WORK ORDER: Each line with the string "surface" is to be copied from the records below.

Excerpts from a dataset:
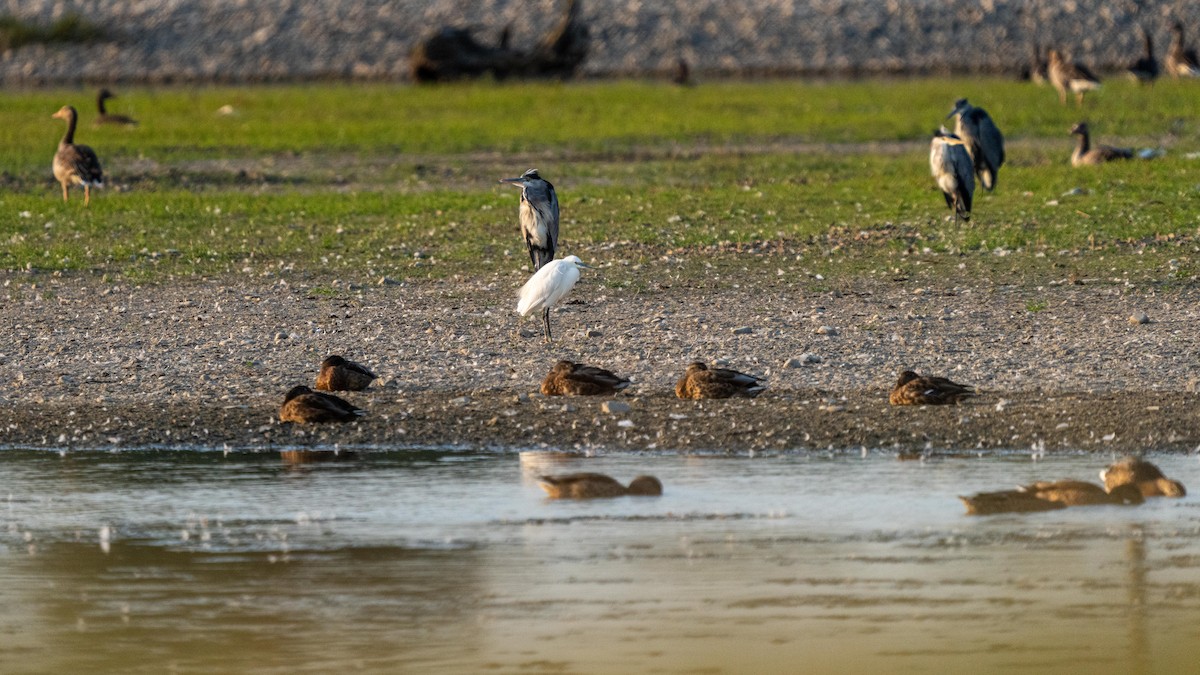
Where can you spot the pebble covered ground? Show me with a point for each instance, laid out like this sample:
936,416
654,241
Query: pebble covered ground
1095,366
273,40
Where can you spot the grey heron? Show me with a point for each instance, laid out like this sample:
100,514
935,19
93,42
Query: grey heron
1068,76
76,165
952,168
1085,154
539,216
1181,61
983,139
547,286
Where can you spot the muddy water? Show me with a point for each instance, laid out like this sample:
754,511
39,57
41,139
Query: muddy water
454,562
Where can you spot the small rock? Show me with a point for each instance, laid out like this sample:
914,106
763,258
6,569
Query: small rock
615,407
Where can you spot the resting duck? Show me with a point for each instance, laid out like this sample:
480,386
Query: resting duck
1147,477
1086,155
569,378
915,389
105,117
305,406
703,382
1050,496
1067,76
76,165
597,485
340,375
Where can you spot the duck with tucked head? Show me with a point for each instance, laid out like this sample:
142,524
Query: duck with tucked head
912,389
340,375
1147,477
305,406
569,378
598,485
1049,495
76,165
703,382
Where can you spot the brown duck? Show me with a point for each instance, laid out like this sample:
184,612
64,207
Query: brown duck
915,389
305,406
105,117
703,382
340,375
1147,477
76,165
597,485
1086,155
569,378
1050,496
1067,76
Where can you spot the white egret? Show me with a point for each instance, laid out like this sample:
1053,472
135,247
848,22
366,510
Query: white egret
547,286
539,216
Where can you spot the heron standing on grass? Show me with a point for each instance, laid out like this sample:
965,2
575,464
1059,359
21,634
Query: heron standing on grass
547,286
539,216
983,139
952,168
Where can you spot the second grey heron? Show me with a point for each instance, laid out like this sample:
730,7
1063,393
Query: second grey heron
983,139
539,216
952,168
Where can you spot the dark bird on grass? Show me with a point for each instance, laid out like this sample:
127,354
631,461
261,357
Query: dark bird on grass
597,485
982,138
1181,61
703,382
569,378
1145,70
1147,477
105,117
305,406
340,375
76,165
1069,76
1037,69
954,172
1085,154
539,216
1050,496
915,389
547,286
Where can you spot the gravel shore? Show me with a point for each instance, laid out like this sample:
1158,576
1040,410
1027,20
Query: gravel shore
287,40
207,363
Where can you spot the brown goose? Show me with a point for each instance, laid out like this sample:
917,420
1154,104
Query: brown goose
1145,70
912,389
340,375
305,406
569,378
1085,154
703,382
1067,76
1181,61
597,485
105,117
76,165
1050,496
1147,477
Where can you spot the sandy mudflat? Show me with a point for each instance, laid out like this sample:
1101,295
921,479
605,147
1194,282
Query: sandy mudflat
207,363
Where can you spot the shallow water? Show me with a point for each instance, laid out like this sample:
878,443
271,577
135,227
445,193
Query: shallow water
455,562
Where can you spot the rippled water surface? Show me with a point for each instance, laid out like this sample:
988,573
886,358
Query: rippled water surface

WRITTEN RESPONSE:
Where can you spot the rippled water surface? Show me with a point for each instance, laid out like this sample:
Query: rippled water surface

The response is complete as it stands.